**WHAT THE TASK ASKS:** Go through the material and copy each line in which the word "molding" shows up.

**GIVEN ENTRIES:**
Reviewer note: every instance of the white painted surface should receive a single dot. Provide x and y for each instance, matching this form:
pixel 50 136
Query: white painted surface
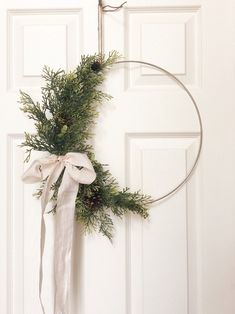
pixel 181 260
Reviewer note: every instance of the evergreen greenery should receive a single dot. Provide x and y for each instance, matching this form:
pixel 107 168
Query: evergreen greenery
pixel 63 122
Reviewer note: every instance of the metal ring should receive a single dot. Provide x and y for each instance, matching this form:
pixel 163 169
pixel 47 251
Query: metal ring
pixel 172 76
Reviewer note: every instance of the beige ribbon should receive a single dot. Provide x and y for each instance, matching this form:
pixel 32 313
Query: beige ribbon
pixel 51 168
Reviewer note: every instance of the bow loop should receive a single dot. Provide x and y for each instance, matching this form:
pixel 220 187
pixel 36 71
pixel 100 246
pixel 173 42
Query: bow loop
pixel 77 169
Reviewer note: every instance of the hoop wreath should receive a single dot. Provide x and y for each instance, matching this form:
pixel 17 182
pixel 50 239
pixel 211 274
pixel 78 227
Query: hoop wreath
pixel 195 106
pixel 72 180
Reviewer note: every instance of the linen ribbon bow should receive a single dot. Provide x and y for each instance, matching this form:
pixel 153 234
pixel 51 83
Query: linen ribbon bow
pixel 51 168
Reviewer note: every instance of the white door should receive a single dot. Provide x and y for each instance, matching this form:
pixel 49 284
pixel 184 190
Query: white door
pixel 180 261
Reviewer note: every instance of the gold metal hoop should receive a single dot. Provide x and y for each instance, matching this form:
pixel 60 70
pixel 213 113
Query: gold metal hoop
pixel 173 77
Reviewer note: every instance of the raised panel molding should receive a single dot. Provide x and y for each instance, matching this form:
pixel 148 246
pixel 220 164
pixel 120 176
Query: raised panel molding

**SOLUTION TO THE EXERCISE:**
Reviewer note: every instance of the raised panel molding should receive a single dot. Provide x and y for each instance, matching this form:
Query: raised panel molding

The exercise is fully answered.